Текст =>
────────────────────────────────────────

Когда семья Аулаки стала настойчиво требовать от режима страны ответов на свои вопросы, президент объяснил им расклад сил. Вице-президент страны Абд Раббо Мансур Хади сообщил Нассеру, что президент Йемена может предложить ему на выбор два достаточно мрачных варианта: «Вы хотите, чтобы я продолжал держать Анвара в заключении, или вы хотите, чтобы я его выпустил и он был убит американским беспилотником?» «Таким образом, президент Йемена сказал мне: «Держи своего сына в тюрьме, а не пытайся его освободить. Если он будет освобожден, его убьет американский беспилотник», — вспоминал Нассер. — В то время я полагал, что единственная причина, по которой Соединенные Штаты держат Анвара на прицеле, — это его популярность среди мусульман, англоговорящих мусульман мира. Думаю, что Али Абдулла Салех знал несколько больше».
В то время как на свободе семья Аулаки боролась за его освобождение, сам он, находясь в тюрьме, корпел над книгами. Любыми книгами, которые ему только удавалось достать. В течение первых двух месяцев ему позволялось читать только Коран. Позже Аулаки рассказывал, что рассматривал «свое заключение как благословение свыше», заметив, что оно дало ему «возможность поразмышлять над Кораном, изучать и читать его так, как это невозможно сделать вне стен тюрьмы. Мое заключение стало отпуском от окружающего мира»
[1036]. Позже он заметил: «Поскольку они отобрали у меня все, и дали мне Коран, Коран приобрел особое значение. Жизнь идущая вокруг, часто отвлекает нас, поэтому мы не можем взять от Корана всего, что он может нам дать. Но если человек находится в одиночестве, все, что его отвлекает отходит в сторону, и тогда его сердце принимает в себя слова Аллаха, и слова эти наполняются совершенно новым смыслом»

────────────────────────────────────────

Исходные данные =>
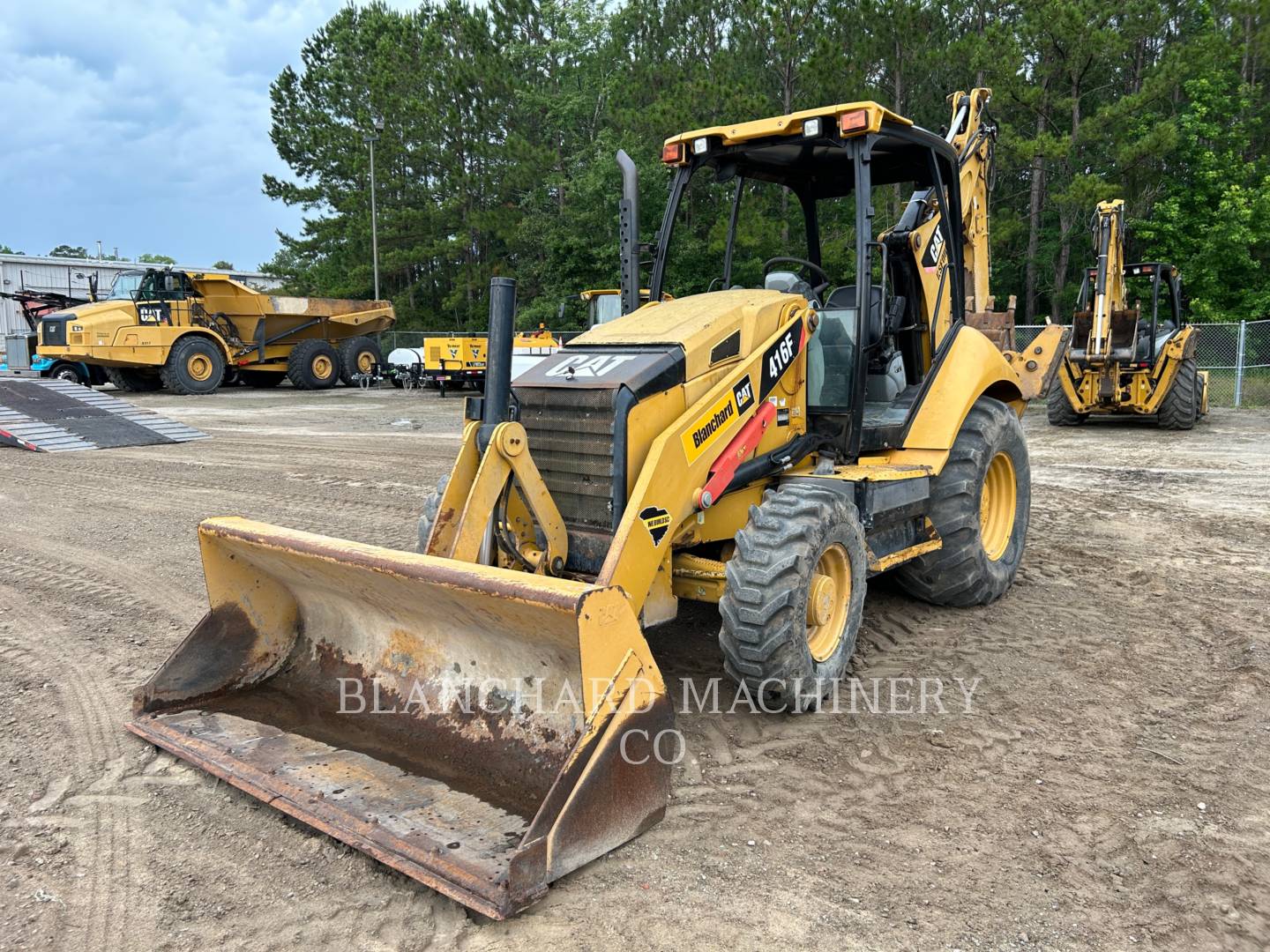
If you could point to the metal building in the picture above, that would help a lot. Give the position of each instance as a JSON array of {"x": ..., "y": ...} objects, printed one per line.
[{"x": 72, "y": 276}]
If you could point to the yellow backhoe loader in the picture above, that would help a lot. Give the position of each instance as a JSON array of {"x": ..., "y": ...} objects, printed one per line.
[
  {"x": 1120, "y": 362},
  {"x": 485, "y": 715}
]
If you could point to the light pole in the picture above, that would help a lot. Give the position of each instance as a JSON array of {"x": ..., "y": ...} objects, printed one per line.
[{"x": 371, "y": 138}]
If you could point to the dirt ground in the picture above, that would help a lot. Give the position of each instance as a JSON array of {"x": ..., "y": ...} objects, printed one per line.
[{"x": 1109, "y": 790}]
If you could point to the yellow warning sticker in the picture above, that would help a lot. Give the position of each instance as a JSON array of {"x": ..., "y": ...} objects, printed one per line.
[{"x": 707, "y": 428}]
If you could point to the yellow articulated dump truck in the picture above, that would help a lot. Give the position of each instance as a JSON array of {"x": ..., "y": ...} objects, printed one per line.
[
  {"x": 190, "y": 333},
  {"x": 485, "y": 715},
  {"x": 1125, "y": 361}
]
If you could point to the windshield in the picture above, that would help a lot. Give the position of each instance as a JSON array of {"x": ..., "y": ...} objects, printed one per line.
[
  {"x": 605, "y": 308},
  {"x": 124, "y": 286}
]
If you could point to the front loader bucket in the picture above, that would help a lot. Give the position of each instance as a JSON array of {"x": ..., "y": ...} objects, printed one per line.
[{"x": 478, "y": 729}]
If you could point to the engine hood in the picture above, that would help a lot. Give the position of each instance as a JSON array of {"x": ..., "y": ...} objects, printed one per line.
[{"x": 712, "y": 331}]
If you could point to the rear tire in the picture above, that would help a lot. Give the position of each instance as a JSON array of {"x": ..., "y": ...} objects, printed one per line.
[
  {"x": 70, "y": 374},
  {"x": 357, "y": 355},
  {"x": 312, "y": 365},
  {"x": 1058, "y": 407},
  {"x": 195, "y": 367},
  {"x": 983, "y": 545},
  {"x": 262, "y": 380},
  {"x": 132, "y": 381},
  {"x": 773, "y": 643},
  {"x": 1177, "y": 407},
  {"x": 430, "y": 505}
]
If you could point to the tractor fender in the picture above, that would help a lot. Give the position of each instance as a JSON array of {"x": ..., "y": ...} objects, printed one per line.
[{"x": 972, "y": 367}]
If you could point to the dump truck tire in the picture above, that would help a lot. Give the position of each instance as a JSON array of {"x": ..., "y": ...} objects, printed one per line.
[
  {"x": 132, "y": 381},
  {"x": 794, "y": 596},
  {"x": 312, "y": 365},
  {"x": 357, "y": 354},
  {"x": 1177, "y": 410},
  {"x": 262, "y": 380},
  {"x": 979, "y": 504},
  {"x": 69, "y": 372},
  {"x": 195, "y": 367},
  {"x": 1058, "y": 407},
  {"x": 430, "y": 504}
]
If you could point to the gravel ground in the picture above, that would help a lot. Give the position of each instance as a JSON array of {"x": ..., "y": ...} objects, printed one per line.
[{"x": 1109, "y": 788}]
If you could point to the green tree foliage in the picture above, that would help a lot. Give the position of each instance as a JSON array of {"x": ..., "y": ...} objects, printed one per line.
[
  {"x": 69, "y": 251},
  {"x": 501, "y": 123}
]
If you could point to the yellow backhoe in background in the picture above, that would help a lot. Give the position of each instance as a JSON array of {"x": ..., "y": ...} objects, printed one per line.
[
  {"x": 1122, "y": 362},
  {"x": 487, "y": 715}
]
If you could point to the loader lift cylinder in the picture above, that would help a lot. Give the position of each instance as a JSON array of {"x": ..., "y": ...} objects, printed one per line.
[
  {"x": 498, "y": 368},
  {"x": 628, "y": 233}
]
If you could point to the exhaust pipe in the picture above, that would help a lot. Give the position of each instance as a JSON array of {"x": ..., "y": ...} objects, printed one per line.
[
  {"x": 496, "y": 407},
  {"x": 628, "y": 233}
]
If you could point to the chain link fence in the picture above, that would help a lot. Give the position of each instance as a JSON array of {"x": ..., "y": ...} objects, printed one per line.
[{"x": 1236, "y": 355}]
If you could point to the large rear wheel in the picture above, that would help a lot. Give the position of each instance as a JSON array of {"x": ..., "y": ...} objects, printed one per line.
[
  {"x": 794, "y": 596},
  {"x": 979, "y": 505},
  {"x": 195, "y": 367},
  {"x": 312, "y": 365},
  {"x": 357, "y": 354},
  {"x": 1177, "y": 410}
]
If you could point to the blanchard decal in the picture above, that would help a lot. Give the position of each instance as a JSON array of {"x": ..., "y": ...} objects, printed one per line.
[
  {"x": 743, "y": 392},
  {"x": 657, "y": 521},
  {"x": 934, "y": 251},
  {"x": 587, "y": 367},
  {"x": 707, "y": 428},
  {"x": 779, "y": 358},
  {"x": 153, "y": 314}
]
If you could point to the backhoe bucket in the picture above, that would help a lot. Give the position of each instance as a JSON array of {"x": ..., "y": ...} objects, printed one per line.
[{"x": 478, "y": 729}]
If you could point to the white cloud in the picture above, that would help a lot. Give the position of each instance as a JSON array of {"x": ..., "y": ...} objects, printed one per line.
[{"x": 145, "y": 124}]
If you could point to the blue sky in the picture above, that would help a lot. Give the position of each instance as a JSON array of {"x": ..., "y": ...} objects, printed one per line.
[{"x": 145, "y": 124}]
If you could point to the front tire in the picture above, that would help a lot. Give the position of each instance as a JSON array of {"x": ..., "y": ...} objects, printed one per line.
[
  {"x": 1177, "y": 410},
  {"x": 312, "y": 365},
  {"x": 794, "y": 596},
  {"x": 357, "y": 354},
  {"x": 195, "y": 367},
  {"x": 979, "y": 502},
  {"x": 1059, "y": 410}
]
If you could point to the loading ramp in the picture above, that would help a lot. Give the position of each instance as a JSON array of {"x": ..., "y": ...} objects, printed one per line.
[{"x": 56, "y": 417}]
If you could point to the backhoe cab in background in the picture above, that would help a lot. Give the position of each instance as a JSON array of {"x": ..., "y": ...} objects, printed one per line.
[
  {"x": 1120, "y": 361},
  {"x": 767, "y": 447},
  {"x": 190, "y": 333}
]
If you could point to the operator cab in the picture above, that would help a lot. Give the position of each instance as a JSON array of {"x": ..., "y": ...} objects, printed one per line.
[{"x": 813, "y": 208}]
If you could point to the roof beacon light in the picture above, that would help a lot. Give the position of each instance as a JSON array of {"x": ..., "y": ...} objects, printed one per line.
[{"x": 855, "y": 121}]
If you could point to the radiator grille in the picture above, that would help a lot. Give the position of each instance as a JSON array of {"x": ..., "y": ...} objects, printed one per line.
[{"x": 572, "y": 441}]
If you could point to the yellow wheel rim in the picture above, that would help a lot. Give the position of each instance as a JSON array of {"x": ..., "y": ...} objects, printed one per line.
[
  {"x": 997, "y": 505},
  {"x": 199, "y": 367},
  {"x": 827, "y": 602}
]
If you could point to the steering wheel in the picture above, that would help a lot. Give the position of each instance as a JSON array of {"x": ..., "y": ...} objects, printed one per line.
[{"x": 817, "y": 271}]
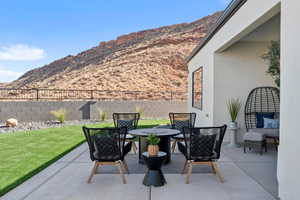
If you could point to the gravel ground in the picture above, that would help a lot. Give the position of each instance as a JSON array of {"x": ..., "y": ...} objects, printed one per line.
[{"x": 27, "y": 126}]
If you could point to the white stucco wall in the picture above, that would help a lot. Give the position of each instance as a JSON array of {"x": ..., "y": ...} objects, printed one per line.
[
  {"x": 243, "y": 22},
  {"x": 289, "y": 148},
  {"x": 237, "y": 71}
]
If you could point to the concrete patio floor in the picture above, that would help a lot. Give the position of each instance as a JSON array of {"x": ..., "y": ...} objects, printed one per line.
[{"x": 247, "y": 176}]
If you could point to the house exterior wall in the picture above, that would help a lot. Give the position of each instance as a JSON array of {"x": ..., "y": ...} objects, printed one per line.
[
  {"x": 289, "y": 148},
  {"x": 238, "y": 70},
  {"x": 244, "y": 21}
]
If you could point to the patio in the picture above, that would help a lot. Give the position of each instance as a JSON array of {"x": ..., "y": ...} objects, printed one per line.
[{"x": 247, "y": 176}]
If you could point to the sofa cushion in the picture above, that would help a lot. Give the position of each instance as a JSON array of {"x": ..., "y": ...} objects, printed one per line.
[
  {"x": 260, "y": 118},
  {"x": 269, "y": 132},
  {"x": 253, "y": 136}
]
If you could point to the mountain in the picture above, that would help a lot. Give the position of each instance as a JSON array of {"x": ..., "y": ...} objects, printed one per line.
[{"x": 149, "y": 60}]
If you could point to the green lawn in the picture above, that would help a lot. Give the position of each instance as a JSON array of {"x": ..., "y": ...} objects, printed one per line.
[{"x": 23, "y": 154}]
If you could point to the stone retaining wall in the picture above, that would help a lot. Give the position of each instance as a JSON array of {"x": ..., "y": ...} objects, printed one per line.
[{"x": 26, "y": 111}]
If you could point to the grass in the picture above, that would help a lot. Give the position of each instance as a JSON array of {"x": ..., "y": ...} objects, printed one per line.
[{"x": 24, "y": 154}]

────────────────────────────────────────

Задания =>
1. Определите, соответствуют ли тексту об Анваре Аулаки утверждения (а), (б) и (в), и к каждому ответу «да» или «нет» приведите дословно решающие слова текста. (а) Вице-президент Йемена передал Нассеру выбор, который мог предложить ему президент. (б) В первые два месяца заключения Аулаки разрешалось читать любые книги. (в) Аулаки называл свое заключение отпуском от окружающего мира.
2. Продолжите текст об Анваре Аулаки начиная с предложения, которое идет после последнего приведенного.

Ответы =>
1.
(а) Да: «Вице-президент страны Абд Раббо Мансур Хади сообщил Нассеру, что президент Йемена может предложить ему на выбор два достаточно мрачных варианта».
(б) Нет: «В течение первых двух месяцев ему позволялось читать только Коран».
(в) Да: «Мое заключение стало отпуском от окружающего мира».

2.
[1037].
Затем Аулаки удалось получить книгу Сайида Кутба «Под сенью Корана» (широко известное толкование Корана. — Прим. пер.). Надо отметить, что жизненный опыт Аулаки порой до странности совпадал с опытом Кутба. Кутб был египетским ученым и философом, чьи труды и учение позже, как утверждалось, составили идейную основу воинствующих исламистских движений. В Египте он был диссидентом, выступавшим за создание исламского правительства. Как и Аулаки, он учился в Колорадо, поступив в 1949 г. в педагогический колледж штата
[1038]. После возвращения из Америки он стал активно выступать против того, что считал крайностями американской культуры — полураздетых женщин, джаза, борьбы и американского футбола, спиртных напитков. Он назвал американское общество «примитивным», отмечая, что его представители «были глухи к религиозной вере, вере в искусство и вере в какие-либо духовные ценности»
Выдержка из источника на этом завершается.